### Source extract
^^^^

March 13, 2010 By Fausta

The Toyota hybrid hoax

Michael Fumento has been investigating the Toyota hybrid hoax, and he was on Cavuto last night,

Check out Mike’s article on Forbes,
Toyota Hybrid Horror Hoax
Exploring an overblown media frenzy.

Virtually every aspect of Sikes’s story as told to reporters makes no sense. His claim that he’d tried to yank up the accelerator could be falsified, with his help, in half a minute. And now we even have an explanation for why he’d pull such a stunt, beyond the all-American desire to have 15 minutes of fame (recall the “Balloon Boy Hoax” from October) and the aching need to be perceived as a victim.

The lack of skepticism from the beginning was stunning. I combed through haystacks of articles without producing such needles as the words “alleges” or “claims.” When Sikes said he brought his car to a Toyota ( TM – news – people ) dealer two weeks earlier, recall notice in hand, and they just turned him away, the media bought that, too. In Sikes We Trust. Then the pundits deluged us with a tsunami of an anti-Toyota sanctimony .

Where to begin?

Well, the patrol car didn’t slow down the Prius; the bumpers never touched. The officers used a loudspeaker to tell Sikes to use the brakes and emergency brake together. He did; the car slowed to about 55 mph. Sikes turned off the engine and coasted to a halt. He stopped the car on his own.

^^^^

### Requirements
- a) According to the Toyota hybrid hoax text, why does the writer conclude that Sikes stopped the car on his own? Answer in one to three sentences.
- b) In the Toyota hybrid hoax text, what did the officers use to tell Sikes to apply both brakes?
- c) Continue the piece on the Toyota hybrid hoax from its last sentence.
The listing is separate material, unconnected to the Toyota hybrid hoax text.

^^^^

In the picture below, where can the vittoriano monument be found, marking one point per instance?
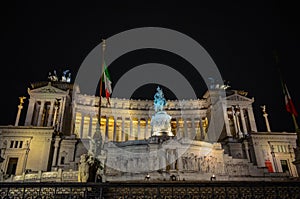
(160, 122)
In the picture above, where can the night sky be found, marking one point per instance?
(240, 37)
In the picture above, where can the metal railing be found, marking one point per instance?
(178, 190)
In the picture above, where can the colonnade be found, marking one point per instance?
(46, 112)
(124, 128)
(240, 121)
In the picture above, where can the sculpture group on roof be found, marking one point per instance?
(66, 76)
(159, 100)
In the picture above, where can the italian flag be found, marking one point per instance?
(289, 105)
(107, 83)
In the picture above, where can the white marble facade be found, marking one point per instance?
(71, 117)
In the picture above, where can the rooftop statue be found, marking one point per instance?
(159, 100)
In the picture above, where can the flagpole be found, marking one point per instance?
(285, 92)
(101, 79)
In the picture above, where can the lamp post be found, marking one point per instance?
(20, 107)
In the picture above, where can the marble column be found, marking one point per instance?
(193, 133)
(123, 129)
(251, 119)
(40, 117)
(30, 110)
(55, 115)
(90, 126)
(146, 129)
(243, 121)
(62, 114)
(59, 115)
(201, 129)
(266, 118)
(81, 125)
(50, 117)
(235, 122)
(115, 129)
(185, 134)
(246, 144)
(56, 145)
(106, 128)
(139, 129)
(226, 120)
(18, 115)
(178, 133)
(240, 133)
(130, 132)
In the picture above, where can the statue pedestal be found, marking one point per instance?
(161, 125)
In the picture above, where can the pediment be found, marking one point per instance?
(239, 98)
(49, 89)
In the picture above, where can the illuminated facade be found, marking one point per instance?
(60, 120)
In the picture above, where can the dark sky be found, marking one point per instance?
(240, 38)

^^^^

### Answers for this exercise
- a) The patrol car never touched the Prius, so it did not slow it down. After the officers told Sikes over a loudspeaker to use the brakes and emergency brake together, the car slowed to about 55 mph. He then turned off the engine and coasted to a halt.

- b) A loudspeaker.

- c)
There wasn’t anything wrong with the transmission or the Prius engine button either.

Over a 23-minute period the 911 dispatcher repeatedly pleaded with Sikes to shift into neutral. He simply refused and then essentially stopped talking to her except to say that he thought he could smell his brakes burning.

“I thought about” shifting into neutral, Sikes said at a televised press conference the day after the incident. But “I had never played with this kind of a transmission, especially when you’re driving and I was actually afraid to do that.” Sikes, who has driven the car for two years, also said “I figured if I knocked it over [the gear knob] the car might flip.”

You must read the whole article.

As I said before, the government has a clear conflict of interest and now Toyota’s being scapegoated.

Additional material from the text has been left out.